Nas temáticas livres, o número traz o artigo Aprofundamento do contexto tecnológico e informacional como componente fundamental de uma nova vigilância, de Pedro Henrique de Oliveira Salvo (PUC Minas), que discute o contexto das redes na tecnologia de informação e como o translado para o mundo virtual também se traduz em padrões de vigilância. É um tema atual que afeta a todos nós, principalmente no mundo pós digital pandêmico em que dados, sistemas e sociedades estão umbilicalmente relacionados e associados às nossas rotinas individuais e coletivas.

Trazendo a História Local para o debate, Angla Pereira dos Santos Rodrigues (UFPE), se debruça sobre o currículo pautado na BNCC do Ensino de História para os anos finais do Ensino Fundamental da Educação Pública (municipal e estadual) do Sertão da Bahia. Em Ensino da história local: orientações da Base Nacional Comum Curricular e da proposta político-pedagógica das escolas municipais de Sento-sé, Rodrigues revela que nas Escolas de Sento-Sé (Bahia) há poucas referências ao BNCC com relação à inserção da História Local. Em processo de reformulação do Projeto Político Pedagógico sob as diretrizes legais, há pouco envolvimento curricular e disciplinar que contemplem a história e a cultura do município e das comunidades que o integram.

Já o artigo As relações entre campo e cidade no livro das posturas antigas de Évora (1375-1395), de Paulo Henrique Ennes de Miranda Eto (UFF), faz o caminho em direção ao passado medieval ibérico para a compreensão da relação entre o urbano e o rural a partir da obra O Livro das Posturas Antigas de Évora, do final do século XVI e que normatiza as relações entre espaços, seus atores e os modos de produção. É um trabalho no mínimo curioso para se pensar o período medieval na sua multiplicidade a partir dos contextos e das dinâmicas de cada lugar.

Voltando para o Brasil, mas mantendo o foco nas resistências, Daniel Ribeiro Victor (PUC Minas) trata da questão agrária no Brasil em Ascensão e queda do movimento social de luta pela terra das Ligas Camponesas no nordeste brasileiro. Numa proposta de revisão bibliográfica, o autor aborda a luta pela terra na História brasileira, enfatizando as Ligas Camponesas e as ideias, ainda muito atuais, de uma proposta de reforma agrária em um país marcadamente desigual.

******************************

Instruções. Como ficaria, em forma de lista, o parágrafo do trecho que começa com "Trazendo a História Local para o debate", mantendo seus fatos principais? Os dados não têm papel algum nesta tarefa.

(Exemplos de rotulagem de pontos)
******************************

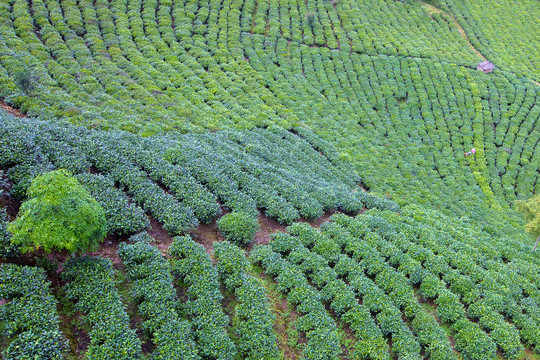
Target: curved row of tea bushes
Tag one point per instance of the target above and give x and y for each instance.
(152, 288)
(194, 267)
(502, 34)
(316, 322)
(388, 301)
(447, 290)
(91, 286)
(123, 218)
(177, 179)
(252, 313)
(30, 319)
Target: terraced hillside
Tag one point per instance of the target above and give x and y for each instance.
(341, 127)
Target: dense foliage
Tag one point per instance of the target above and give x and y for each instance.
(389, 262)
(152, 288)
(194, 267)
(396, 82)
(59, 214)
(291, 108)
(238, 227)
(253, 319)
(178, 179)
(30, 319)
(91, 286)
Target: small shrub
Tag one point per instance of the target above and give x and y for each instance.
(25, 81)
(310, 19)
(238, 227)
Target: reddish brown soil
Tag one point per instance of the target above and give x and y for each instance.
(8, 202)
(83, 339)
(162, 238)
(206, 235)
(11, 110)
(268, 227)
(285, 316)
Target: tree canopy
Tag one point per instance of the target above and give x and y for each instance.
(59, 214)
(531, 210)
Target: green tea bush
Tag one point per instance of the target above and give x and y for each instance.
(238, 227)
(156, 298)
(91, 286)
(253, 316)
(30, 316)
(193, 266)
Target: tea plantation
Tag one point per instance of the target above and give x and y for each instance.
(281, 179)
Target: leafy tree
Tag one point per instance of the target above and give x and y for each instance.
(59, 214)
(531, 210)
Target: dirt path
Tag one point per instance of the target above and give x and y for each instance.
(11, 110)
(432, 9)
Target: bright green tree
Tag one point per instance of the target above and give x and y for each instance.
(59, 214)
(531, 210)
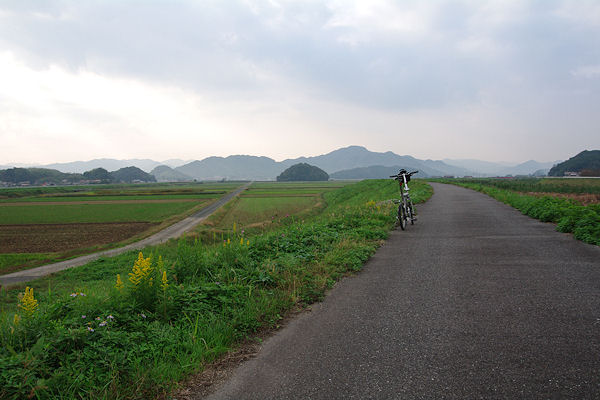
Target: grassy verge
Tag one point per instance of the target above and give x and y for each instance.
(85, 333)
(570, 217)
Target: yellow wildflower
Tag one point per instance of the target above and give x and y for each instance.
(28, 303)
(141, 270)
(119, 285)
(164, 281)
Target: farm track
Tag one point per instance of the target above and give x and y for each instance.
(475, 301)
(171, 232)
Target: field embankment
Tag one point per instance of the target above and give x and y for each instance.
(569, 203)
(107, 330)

******************************

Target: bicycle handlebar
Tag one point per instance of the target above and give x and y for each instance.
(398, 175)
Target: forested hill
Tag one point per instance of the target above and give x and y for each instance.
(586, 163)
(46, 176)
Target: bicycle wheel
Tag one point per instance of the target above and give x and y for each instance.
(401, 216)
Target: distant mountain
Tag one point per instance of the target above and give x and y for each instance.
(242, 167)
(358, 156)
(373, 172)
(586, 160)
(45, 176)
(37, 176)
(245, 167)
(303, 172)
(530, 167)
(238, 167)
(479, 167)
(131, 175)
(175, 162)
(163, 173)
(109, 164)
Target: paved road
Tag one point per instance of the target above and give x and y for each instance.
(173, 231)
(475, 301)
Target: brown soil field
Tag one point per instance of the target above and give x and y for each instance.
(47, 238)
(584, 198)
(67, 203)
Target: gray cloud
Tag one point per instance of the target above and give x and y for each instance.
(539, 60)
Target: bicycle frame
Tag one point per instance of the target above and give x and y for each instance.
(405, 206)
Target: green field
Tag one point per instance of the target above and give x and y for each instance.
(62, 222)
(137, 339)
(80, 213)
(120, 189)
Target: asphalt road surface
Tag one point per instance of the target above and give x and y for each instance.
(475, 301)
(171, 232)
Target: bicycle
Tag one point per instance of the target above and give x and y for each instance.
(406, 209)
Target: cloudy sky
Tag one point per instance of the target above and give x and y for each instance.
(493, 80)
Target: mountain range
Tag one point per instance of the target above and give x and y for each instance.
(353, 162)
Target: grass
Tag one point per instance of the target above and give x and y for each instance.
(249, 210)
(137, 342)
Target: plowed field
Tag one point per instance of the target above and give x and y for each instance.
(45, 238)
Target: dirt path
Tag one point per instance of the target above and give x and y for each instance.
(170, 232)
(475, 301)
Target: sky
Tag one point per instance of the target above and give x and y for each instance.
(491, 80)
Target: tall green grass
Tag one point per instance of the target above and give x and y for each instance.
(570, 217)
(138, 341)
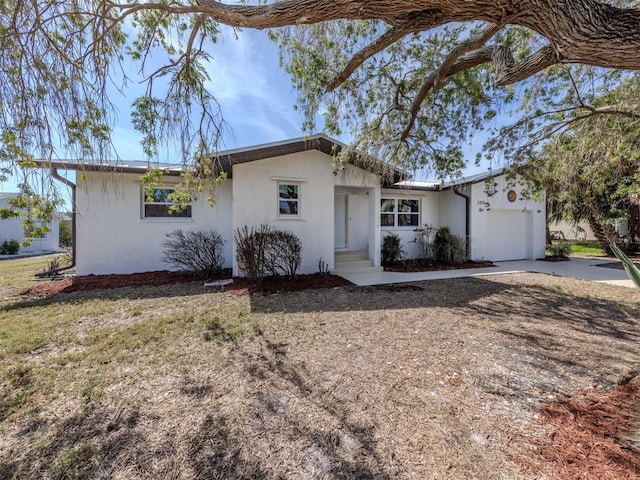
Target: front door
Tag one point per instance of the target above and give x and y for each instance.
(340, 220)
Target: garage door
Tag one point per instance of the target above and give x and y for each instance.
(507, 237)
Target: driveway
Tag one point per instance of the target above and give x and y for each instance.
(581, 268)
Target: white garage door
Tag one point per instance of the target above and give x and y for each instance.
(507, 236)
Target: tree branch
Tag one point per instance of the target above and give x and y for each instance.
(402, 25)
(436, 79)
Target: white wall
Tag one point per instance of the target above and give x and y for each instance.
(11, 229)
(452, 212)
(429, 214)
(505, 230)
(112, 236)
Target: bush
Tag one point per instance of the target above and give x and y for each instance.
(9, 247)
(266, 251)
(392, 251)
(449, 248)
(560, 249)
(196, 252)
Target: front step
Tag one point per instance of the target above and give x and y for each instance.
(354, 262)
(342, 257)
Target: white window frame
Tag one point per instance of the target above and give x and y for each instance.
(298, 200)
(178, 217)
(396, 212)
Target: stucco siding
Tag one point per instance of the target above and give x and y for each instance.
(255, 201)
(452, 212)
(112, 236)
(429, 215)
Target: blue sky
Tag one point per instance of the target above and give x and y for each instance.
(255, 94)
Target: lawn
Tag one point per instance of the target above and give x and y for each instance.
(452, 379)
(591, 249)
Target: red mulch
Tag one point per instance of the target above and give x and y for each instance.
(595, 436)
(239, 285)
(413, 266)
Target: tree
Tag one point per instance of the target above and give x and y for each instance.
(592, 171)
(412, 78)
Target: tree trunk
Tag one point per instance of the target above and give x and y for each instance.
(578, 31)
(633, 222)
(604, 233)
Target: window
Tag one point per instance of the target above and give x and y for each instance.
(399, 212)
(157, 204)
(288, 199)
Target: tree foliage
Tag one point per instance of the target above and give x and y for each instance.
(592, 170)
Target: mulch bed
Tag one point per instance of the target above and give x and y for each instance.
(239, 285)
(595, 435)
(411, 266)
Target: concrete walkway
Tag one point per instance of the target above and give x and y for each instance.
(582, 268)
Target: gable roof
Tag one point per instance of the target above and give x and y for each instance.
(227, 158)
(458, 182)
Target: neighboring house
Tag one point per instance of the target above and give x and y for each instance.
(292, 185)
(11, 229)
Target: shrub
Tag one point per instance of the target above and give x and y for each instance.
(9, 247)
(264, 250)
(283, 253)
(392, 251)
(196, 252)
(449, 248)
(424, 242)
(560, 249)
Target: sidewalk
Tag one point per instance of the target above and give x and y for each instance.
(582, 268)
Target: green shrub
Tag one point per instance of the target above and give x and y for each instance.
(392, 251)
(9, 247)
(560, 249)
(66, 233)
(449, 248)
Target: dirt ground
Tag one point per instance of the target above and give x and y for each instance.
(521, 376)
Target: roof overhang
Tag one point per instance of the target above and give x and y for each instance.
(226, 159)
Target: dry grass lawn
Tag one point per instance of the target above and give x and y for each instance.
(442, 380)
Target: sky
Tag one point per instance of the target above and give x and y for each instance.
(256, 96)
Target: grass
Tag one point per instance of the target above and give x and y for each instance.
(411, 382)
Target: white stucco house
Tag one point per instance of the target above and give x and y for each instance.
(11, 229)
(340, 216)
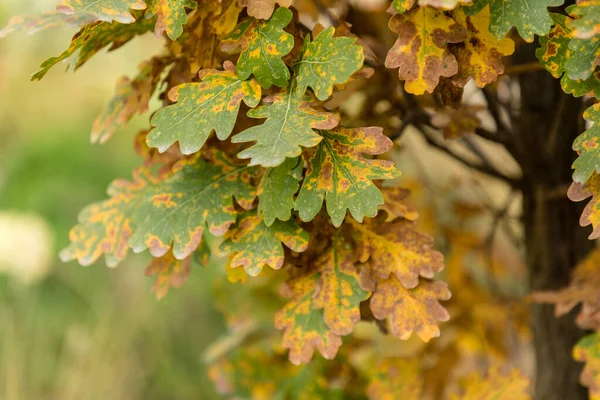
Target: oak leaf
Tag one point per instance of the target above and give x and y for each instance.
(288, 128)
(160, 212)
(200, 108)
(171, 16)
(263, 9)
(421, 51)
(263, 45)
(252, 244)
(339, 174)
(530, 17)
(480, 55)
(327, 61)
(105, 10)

******************************

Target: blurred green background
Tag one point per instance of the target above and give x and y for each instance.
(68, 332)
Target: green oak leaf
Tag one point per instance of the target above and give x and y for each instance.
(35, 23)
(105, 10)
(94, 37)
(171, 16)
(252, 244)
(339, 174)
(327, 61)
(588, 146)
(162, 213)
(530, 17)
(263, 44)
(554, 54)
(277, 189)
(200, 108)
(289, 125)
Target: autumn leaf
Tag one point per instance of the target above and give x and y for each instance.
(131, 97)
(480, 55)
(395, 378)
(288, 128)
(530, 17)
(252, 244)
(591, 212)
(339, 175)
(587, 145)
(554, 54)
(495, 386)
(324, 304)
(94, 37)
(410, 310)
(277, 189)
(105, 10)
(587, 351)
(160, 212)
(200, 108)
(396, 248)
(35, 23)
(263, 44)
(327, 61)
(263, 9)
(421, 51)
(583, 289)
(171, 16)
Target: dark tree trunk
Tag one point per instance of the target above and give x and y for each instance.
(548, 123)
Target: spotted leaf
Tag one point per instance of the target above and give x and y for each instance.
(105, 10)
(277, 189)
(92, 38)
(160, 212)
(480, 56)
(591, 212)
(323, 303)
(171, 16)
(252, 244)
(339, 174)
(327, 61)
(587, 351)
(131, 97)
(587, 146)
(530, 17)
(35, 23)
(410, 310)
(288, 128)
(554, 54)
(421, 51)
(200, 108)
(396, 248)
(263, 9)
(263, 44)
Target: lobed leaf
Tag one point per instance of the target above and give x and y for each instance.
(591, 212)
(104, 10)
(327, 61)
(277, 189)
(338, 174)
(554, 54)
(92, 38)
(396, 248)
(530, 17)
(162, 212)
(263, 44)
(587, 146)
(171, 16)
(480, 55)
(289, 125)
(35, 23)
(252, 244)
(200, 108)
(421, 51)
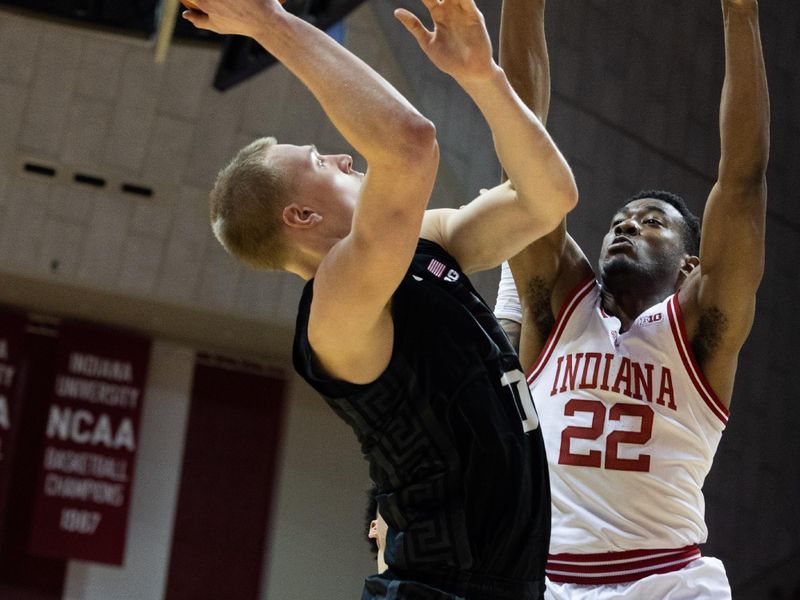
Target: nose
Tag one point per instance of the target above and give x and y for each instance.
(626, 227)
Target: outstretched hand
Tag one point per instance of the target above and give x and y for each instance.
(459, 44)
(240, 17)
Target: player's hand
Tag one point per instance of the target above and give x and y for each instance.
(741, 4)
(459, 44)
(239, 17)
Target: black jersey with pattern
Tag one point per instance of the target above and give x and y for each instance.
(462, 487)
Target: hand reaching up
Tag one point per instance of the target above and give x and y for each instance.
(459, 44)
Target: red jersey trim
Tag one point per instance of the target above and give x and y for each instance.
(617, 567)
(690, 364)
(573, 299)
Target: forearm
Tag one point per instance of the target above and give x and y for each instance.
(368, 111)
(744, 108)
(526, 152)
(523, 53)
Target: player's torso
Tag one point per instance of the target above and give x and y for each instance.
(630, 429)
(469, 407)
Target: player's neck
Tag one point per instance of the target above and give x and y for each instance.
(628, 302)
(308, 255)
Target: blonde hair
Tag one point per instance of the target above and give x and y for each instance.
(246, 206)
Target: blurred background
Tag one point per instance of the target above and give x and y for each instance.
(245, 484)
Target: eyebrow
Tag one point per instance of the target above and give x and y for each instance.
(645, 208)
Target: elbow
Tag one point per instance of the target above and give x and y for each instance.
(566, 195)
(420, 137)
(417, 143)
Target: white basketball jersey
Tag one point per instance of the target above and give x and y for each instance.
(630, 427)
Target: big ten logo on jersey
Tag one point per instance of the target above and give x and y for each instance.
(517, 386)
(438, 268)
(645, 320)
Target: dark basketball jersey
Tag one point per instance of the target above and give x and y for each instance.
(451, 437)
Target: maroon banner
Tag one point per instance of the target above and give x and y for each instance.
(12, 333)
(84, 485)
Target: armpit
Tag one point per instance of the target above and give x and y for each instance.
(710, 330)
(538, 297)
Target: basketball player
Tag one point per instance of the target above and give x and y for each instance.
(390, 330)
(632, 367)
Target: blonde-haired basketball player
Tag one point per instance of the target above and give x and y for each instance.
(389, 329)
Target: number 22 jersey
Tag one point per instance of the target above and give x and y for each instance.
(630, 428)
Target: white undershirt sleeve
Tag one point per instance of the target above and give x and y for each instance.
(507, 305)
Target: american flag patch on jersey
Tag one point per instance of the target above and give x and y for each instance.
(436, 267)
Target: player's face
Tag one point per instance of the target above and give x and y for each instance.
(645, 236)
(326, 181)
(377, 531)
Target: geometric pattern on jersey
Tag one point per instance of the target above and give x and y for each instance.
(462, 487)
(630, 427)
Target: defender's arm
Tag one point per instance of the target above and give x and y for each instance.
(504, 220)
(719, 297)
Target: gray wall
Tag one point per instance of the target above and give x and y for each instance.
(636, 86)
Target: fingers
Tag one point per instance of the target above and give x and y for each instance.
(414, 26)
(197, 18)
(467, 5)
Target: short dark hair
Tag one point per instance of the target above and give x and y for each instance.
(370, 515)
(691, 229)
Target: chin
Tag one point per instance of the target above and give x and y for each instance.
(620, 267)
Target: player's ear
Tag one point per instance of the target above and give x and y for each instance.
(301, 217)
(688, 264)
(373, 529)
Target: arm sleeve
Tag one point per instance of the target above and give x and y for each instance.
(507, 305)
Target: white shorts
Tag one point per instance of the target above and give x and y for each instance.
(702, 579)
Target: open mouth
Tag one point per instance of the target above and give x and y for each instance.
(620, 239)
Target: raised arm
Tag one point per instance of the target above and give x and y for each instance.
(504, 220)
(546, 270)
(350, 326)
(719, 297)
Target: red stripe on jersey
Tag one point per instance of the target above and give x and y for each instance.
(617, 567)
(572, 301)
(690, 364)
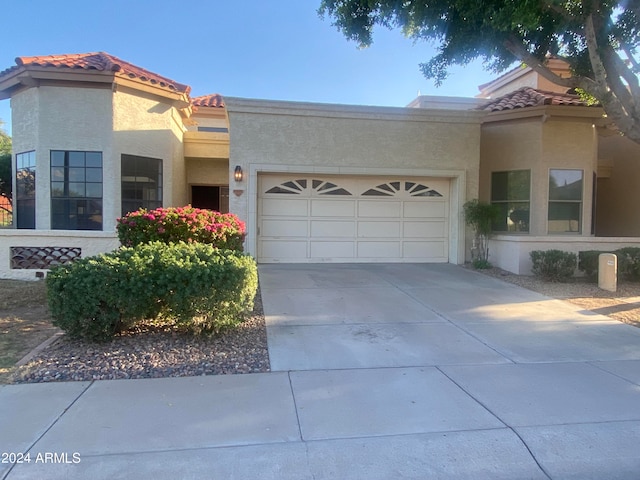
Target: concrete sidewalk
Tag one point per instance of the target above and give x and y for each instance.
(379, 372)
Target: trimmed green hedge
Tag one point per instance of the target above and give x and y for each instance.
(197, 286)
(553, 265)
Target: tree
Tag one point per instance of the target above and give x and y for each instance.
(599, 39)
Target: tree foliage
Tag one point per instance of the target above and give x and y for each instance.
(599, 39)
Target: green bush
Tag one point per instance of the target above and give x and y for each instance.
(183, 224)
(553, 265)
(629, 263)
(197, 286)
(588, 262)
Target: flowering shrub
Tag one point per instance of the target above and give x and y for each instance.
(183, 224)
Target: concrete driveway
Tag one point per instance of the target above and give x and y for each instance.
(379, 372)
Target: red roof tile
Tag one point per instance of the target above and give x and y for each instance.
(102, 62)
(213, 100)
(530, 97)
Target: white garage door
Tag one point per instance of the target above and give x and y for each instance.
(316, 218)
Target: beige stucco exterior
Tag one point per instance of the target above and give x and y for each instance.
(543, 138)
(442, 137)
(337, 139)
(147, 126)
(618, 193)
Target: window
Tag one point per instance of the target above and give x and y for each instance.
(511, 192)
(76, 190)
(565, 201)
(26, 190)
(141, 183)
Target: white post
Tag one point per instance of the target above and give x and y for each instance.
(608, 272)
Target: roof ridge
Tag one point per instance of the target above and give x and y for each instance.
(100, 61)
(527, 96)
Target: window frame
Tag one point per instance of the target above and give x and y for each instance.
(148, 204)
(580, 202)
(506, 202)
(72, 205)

******************************

Solução.
- Autora: Angla Pereira dos Santos Rodrigues (UFPE), que traz a História Local para o debate.
- Artigo: "Ensino da história local: orientações da Base Nacional Comum Curricular e da proposta político-pedagógica das escolas municipais de Sento-sé".
- Objeto: o currículo do Ensino de História pautado na BNCC para os anos finais do Ensino Fundamental da educação pública (municipal e estadual) do Sertão da Bahia.
- Resultado: nas escolas de Sento-Sé (Bahia) há poucas referências à Base Nacional Comum Curricular quanto à inserção da História Local.
- Contexto: o Projeto Político Pedagógico está em reformulação sob as diretrizes legais, com pouco envolvimento curricular e disciplinar que contemple a história e a cultura do município e das comunidades que o integram.